> _To-do item_:
Reproduce the data below without any change, from its first line through the line that contains "positive clicks: (903, 417) (1062, 393)", including both of those lines.

> _Material to process_:
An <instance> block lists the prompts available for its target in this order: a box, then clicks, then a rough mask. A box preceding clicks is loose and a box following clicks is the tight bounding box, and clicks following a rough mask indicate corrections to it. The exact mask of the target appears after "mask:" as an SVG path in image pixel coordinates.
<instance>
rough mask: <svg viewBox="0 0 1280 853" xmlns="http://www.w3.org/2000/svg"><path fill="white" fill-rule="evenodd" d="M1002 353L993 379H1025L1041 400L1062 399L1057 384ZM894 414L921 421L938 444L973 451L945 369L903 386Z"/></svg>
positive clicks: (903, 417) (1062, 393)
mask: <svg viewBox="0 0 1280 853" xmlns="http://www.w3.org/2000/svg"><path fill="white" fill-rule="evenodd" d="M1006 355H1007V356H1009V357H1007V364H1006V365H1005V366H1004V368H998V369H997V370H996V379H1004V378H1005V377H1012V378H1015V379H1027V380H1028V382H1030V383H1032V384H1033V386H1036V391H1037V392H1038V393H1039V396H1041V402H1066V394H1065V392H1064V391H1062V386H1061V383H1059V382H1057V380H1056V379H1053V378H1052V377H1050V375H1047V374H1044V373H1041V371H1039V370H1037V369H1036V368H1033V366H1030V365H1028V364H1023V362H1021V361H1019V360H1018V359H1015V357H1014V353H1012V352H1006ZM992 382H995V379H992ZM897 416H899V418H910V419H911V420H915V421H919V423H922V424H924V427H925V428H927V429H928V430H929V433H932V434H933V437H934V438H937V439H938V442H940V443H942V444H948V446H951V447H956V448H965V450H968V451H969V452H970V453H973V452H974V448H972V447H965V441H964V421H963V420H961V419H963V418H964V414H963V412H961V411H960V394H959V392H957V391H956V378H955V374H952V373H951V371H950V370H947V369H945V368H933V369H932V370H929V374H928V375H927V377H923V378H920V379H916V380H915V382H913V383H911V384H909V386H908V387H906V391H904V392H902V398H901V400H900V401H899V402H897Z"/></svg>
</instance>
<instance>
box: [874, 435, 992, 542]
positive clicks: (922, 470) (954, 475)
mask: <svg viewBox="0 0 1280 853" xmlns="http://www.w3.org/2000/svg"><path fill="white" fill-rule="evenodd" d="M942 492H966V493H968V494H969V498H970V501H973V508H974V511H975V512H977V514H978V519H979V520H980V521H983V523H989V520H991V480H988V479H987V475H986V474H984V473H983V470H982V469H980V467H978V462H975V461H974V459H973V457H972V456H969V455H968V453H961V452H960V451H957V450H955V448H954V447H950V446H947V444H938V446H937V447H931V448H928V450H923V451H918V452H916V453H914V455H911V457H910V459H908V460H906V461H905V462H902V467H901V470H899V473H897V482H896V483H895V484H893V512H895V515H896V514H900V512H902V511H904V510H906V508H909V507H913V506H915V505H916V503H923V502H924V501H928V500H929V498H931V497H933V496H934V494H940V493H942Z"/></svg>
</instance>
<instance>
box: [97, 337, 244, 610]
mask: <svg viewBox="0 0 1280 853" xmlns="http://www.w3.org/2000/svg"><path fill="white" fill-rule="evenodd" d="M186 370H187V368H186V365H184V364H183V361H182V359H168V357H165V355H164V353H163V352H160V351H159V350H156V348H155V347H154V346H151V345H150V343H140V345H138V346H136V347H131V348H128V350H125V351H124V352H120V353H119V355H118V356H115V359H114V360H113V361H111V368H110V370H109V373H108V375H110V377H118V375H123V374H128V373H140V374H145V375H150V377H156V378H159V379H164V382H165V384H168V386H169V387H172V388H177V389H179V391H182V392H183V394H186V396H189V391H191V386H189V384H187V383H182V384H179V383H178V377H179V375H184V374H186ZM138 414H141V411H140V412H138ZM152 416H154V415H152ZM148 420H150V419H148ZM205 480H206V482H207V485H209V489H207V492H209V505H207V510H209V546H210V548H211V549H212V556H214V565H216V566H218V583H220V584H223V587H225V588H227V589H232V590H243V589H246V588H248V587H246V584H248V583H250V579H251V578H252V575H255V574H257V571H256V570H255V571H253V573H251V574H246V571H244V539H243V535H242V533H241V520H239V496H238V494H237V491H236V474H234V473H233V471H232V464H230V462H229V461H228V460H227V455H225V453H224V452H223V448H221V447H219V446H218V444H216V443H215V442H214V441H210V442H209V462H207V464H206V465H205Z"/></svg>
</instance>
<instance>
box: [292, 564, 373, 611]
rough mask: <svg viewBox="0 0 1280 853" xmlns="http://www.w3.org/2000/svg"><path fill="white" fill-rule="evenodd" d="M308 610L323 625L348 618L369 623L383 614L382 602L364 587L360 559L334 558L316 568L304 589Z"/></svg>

> _Exercise answer_:
An <instance> block lists the prompts available for its target in this order: a box, then clicks, then a rough mask. A box preceding clicks is loose and a box following clicks is the tight bounding box, and clicks following a rough mask indicate corrections to it. The exact mask of the target appears after "mask:" as an SVG path in image pixel coordinates.
<instance>
rough mask: <svg viewBox="0 0 1280 853" xmlns="http://www.w3.org/2000/svg"><path fill="white" fill-rule="evenodd" d="M1002 353L993 379H1025L1041 400L1062 399L1057 384ZM894 414L921 421L938 444L973 451L945 369L903 386Z"/></svg>
positive clicks: (903, 417) (1062, 393)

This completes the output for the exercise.